Task directions: What is needed here is an exact reprint of every record below.

..........

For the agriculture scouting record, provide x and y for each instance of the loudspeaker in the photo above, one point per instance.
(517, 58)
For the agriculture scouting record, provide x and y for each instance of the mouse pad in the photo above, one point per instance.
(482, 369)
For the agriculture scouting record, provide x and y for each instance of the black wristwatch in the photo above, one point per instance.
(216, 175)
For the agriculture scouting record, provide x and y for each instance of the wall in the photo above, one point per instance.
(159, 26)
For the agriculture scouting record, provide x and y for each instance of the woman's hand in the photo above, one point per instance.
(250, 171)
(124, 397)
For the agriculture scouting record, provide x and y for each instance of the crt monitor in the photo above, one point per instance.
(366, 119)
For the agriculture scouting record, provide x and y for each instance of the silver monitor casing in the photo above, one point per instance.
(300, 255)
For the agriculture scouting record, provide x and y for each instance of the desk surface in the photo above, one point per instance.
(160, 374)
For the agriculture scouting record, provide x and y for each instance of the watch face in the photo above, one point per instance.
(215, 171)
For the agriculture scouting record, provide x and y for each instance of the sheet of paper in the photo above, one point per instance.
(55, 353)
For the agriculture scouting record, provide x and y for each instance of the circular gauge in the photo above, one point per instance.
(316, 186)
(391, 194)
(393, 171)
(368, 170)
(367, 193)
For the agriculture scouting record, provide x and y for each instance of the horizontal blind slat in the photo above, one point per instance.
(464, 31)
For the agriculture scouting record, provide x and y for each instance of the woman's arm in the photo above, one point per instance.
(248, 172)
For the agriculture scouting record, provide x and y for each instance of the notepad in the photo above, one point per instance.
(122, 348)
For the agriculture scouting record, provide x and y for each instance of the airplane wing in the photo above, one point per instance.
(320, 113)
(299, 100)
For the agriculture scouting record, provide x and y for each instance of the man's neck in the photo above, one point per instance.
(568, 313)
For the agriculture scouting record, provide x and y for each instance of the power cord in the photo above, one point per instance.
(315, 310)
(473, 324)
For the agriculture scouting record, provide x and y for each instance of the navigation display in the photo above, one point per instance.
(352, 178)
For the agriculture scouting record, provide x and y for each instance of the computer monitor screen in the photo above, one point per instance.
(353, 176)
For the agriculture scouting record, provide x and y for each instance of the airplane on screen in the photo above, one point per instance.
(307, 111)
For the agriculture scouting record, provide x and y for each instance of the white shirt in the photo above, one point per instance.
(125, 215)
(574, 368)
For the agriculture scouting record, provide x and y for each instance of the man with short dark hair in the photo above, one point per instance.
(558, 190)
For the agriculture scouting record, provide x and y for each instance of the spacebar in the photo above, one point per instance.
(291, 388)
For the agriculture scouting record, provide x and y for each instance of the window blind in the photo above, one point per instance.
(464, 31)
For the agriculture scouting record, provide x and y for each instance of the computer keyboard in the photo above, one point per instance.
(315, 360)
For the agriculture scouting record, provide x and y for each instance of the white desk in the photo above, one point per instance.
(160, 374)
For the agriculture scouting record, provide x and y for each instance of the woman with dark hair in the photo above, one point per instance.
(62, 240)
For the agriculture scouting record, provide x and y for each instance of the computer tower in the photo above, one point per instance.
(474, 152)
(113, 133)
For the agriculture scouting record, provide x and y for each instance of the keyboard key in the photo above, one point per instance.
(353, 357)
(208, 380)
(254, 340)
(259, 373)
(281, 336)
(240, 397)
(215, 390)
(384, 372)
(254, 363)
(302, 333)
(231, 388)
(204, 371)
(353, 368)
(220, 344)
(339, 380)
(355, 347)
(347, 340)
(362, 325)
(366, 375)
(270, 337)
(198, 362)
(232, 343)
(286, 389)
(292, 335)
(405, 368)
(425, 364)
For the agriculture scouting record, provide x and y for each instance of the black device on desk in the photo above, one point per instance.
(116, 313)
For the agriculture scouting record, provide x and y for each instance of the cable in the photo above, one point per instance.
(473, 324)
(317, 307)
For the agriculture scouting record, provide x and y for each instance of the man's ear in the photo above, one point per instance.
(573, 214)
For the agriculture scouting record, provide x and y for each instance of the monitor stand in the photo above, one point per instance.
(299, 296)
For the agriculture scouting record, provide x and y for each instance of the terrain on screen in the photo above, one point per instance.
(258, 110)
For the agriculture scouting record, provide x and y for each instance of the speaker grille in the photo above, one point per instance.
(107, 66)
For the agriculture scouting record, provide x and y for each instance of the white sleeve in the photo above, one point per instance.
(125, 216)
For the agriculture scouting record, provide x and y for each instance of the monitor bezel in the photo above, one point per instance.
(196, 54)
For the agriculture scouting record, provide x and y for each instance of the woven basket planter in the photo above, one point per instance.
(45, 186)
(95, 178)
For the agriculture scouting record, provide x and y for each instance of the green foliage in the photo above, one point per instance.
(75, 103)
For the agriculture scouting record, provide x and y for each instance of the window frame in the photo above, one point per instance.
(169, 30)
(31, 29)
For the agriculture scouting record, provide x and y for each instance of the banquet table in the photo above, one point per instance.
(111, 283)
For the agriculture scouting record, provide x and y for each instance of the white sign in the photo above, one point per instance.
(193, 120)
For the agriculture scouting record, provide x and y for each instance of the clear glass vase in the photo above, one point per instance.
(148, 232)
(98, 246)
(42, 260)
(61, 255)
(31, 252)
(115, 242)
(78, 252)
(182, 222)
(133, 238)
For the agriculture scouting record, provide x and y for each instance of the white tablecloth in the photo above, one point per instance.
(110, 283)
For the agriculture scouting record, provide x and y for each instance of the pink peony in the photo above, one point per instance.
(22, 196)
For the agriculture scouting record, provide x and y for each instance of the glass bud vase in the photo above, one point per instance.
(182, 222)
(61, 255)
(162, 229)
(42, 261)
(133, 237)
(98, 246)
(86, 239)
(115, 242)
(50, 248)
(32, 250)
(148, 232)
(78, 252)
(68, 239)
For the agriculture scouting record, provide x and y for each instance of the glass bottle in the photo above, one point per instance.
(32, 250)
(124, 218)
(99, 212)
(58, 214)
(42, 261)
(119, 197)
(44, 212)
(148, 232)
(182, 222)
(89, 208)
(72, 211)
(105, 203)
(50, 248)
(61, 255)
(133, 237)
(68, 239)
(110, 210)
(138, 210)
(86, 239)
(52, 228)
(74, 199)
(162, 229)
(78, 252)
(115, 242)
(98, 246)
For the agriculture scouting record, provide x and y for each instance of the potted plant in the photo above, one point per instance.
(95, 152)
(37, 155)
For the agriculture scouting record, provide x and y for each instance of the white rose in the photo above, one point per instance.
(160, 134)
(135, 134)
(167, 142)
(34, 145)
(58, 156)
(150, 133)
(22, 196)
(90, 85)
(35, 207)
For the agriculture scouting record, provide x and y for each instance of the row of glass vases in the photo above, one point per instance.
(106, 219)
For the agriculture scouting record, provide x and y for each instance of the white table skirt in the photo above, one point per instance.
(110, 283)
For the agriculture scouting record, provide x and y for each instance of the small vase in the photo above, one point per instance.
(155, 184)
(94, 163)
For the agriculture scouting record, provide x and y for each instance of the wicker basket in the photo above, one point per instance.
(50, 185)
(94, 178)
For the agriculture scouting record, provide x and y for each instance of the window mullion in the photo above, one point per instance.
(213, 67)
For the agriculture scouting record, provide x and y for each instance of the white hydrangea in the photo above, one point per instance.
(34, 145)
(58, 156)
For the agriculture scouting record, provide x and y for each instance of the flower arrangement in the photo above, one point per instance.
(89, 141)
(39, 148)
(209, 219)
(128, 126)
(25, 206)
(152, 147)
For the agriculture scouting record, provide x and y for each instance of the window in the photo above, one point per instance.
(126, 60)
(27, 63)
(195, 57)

..........

Solution to the problem:
For the agriculture scouting record, provide x and y for each instance of the loudspeaker in the photo above, one point per instance.
(517, 58)
For the agriculture scouting record, provide x and y for each instance of the mouse pad in the photo above, one point per instance.
(482, 369)
For the agriculture scouting record, provide x and y for each instance of the black wristwatch in the photo above, one point per instance.
(216, 175)
For the agriculture scouting record, provide x and y for each instance of the wall in the photo above, one point per instance.
(159, 26)
For the agriculture scouting record, provide x and y for each instance of the woman's hand in the photo above, one point per instance.
(250, 171)
(124, 397)
For the agriculture scouting record, provide x and y for each instance of the crt monitor in the photo above, one point per instance.
(366, 119)
For the agriculture scouting record, provide x and y for each instance of the silver monitor casing in the photo above, one point per instance.
(300, 255)
For the agriculture scouting record, provide x and y for each instance of the desk surface in the photo above, one point per instance.
(160, 374)
For the agriculture scouting record, provide x and y for each instance of the watch face in the photo above, one point per instance.
(215, 171)
For the agriculture scouting record, provide x and y for each instance of the sheet of paper in the photo above, one point per instance.
(55, 353)
For the agriculture scouting record, provide x and y for each instance of the circular gauge in the photo above, one point per instance.
(316, 186)
(391, 194)
(393, 171)
(368, 170)
(367, 193)
For the agriculture scouting record, provide x and y for each instance of the horizontal blind slat in the photo above, one point per instance.
(464, 31)
For the agriculture scouting record, provide x and y for each instance of the woman's arm in the photo above, one point per instance.
(248, 172)
For the agriculture scouting record, provide x and y for each instance of the notepad in the photo above, one point per instance.
(122, 348)
For the agriculture scouting record, provide x and y for each instance of the airplane wing in the photo above, one point per instance.
(320, 113)
(299, 100)
For the agriculture scouting record, provide x and y for each instance of the man's neck in the photo above, one point per instance.
(568, 313)
For the agriculture scouting record, provide x and y for each instance of the power cord in the photo above, one point per instance.
(315, 310)
(473, 324)
For the agriculture scouting record, provide x and y for each instance of the navigation display in the photo above, one point per instance.
(352, 178)
For the agriculture scouting record, provide x and y for each instance of the computer monitor screen in the photo above, one point per instance.
(353, 176)
For the agriculture scouting record, provide x and y for each instance of the airplane on screen in the photo above, one point per instance.
(307, 111)
For the agriculture scouting record, provide x and y for each instance of the white shirt in the photo above, one point per instance.
(125, 215)
(574, 368)
For the agriculture scouting record, provide x and y for each instance of the man with short dark hair in the photo above, one point per instance.
(558, 190)
For the agriculture scouting record, provide x and y for each instance of the spacebar in the photo above, one point per instance.
(291, 388)
For the agriculture scouting record, provide x and y for each instance of the window blind in the photo above, one point per instance.
(464, 31)
For the agriculture scouting record, provide x and y for each instance of the computer keyboard in the photo above, one point per instance.
(315, 360)
For the agriculture scouting record, provide x and y for each instance of the white desk in the photo above, one point per instance.
(160, 374)
For the agriculture scouting record, provide x and y for each instance of the woman with dark hair in the photo above, one point per instance.
(62, 240)
For the agriculture scouting record, provide x and y for each instance of the computer tower in the photo above, one point per instance.
(474, 152)
(113, 133)
For the agriculture scouting record, provide x and y for each instance of the keyboard key in the photo above, one point per instance.
(353, 357)
(208, 380)
(254, 340)
(259, 373)
(281, 336)
(240, 397)
(215, 390)
(384, 372)
(254, 363)
(302, 333)
(231, 388)
(204, 371)
(353, 368)
(220, 344)
(339, 380)
(355, 347)
(347, 340)
(362, 325)
(366, 375)
(270, 337)
(198, 362)
(232, 343)
(286, 389)
(292, 335)
(405, 368)
(425, 364)
For the agriculture scouting record, provide x and y for each instance of the black device on desk in the photo above, one point per instance.
(116, 313)
For the agriculture scouting record, provide x and y for each instance of the cable in the photo above, one point per instance.
(473, 324)
(317, 307)
For the agriculture scouting record, provide x and y for each instance of the man's ear in the photo above, one point per instance.
(573, 214)
For the agriculture scouting record, provide x and y for each instance of the monitor stand in the photo above, one point per instance.
(299, 296)
For the agriculture scouting record, provide x and y for each instance of the terrain on screen in the photo above, one point per instance.
(258, 110)
For the agriculture scouting record, provide x and y for each instance of the speaker grille in the photo above, one point per instance.
(107, 66)
For the agriculture scouting record, provide x and y for each instance of the white sleeve in the photo above, one point per instance.
(125, 216)
For the agriculture scouting record, provide x and y for each instance of the monitor bezel in the photo above, one point per instance.
(196, 54)
For the agriculture scouting record, provide x and y for each instance of the woven basket planter in the photo above, one point per instance.
(45, 186)
(95, 178)
For the agriculture scouting record, provide x and y for each instance of the green foliage in the photo above, one point per instance.
(75, 103)
For the agriculture scouting record, provide x and y for each instance of the window frame in the photo above, one point per instance.
(169, 30)
(31, 29)
For the agriculture scouting record, provide x and y for each instance of the banquet table in the photo above, one point per instance.
(111, 283)
For the agriculture scouting record, provide x and y for each instance of the white sign in the photo above, one point per instance.
(193, 120)
For the agriculture scouting record, provide x and y for each instance of the clear glass vase in the photo above, one point per instance.
(148, 232)
(98, 246)
(42, 260)
(61, 255)
(31, 252)
(115, 242)
(78, 252)
(182, 222)
(133, 238)
For the agriculture scouting record, provide x and y for each instance of the white tablecloth in the photo above, one point per instance.
(110, 283)
For the agriculture scouting record, provide x and y for each instance of the pink peony in the photo above, one point per instance.
(22, 196)
For the agriculture scouting record, provide x and y for each instance of the glass bud vase in the photo above, one point per instance.
(182, 222)
(61, 255)
(162, 229)
(42, 261)
(133, 237)
(98, 246)
(86, 239)
(115, 242)
(50, 248)
(32, 250)
(148, 232)
(78, 252)
(68, 239)
For the agriculture scouting record, provide x and y for each instance of the glass bottle in the photo above, one point per instance.
(32, 250)
(124, 218)
(99, 212)
(58, 214)
(42, 261)
(119, 197)
(44, 212)
(148, 232)
(182, 222)
(89, 208)
(72, 211)
(105, 203)
(50, 248)
(61, 255)
(133, 237)
(68, 239)
(110, 210)
(138, 210)
(86, 239)
(52, 228)
(74, 199)
(162, 229)
(78, 252)
(115, 242)
(98, 246)
For the agriculture scouting record, provide x and y for each instance of the potted plant in the photo above, one point per instance.
(95, 152)
(37, 155)
For the agriculture scouting record, provide x and y for each instance of the white rose in the photo above, one point per instance.
(160, 134)
(135, 134)
(167, 142)
(34, 145)
(58, 156)
(150, 133)
(22, 196)
(90, 85)
(35, 207)
For the agriculture scouting record, provide x and y for each instance of the row of glass vases in the photo above, one point per instance.
(106, 219)
For the agriculture scouting record, provide x and y for each instance of the white table skirt in the photo above, one point per instance.
(110, 283)
For the agriculture scouting record, provide x and y for each instance of the small vase in the photo above, one point per instance.
(155, 184)
(94, 163)
For the agriculture scouting record, provide x and y for each instance of the wicker basket in the photo above, one point per instance.
(50, 185)
(94, 178)
For the agriculture scouting record, provide x and y for each instance of the window mullion in the photo above, one point per instance.
(213, 67)
For the agriculture scouting record, provide x and y for each instance of the white hydrangea in the photo above, one point per instance.
(34, 145)
(58, 156)
For the agriculture scouting record, provide x and y for each instance of the flower arrangement in the photo above, one point per instance.
(89, 141)
(39, 148)
(209, 219)
(128, 126)
(25, 206)
(152, 147)
For the agriculture scouting record, provide x and y for each instance of the window in the photo above, one point per instance.
(126, 60)
(27, 63)
(195, 57)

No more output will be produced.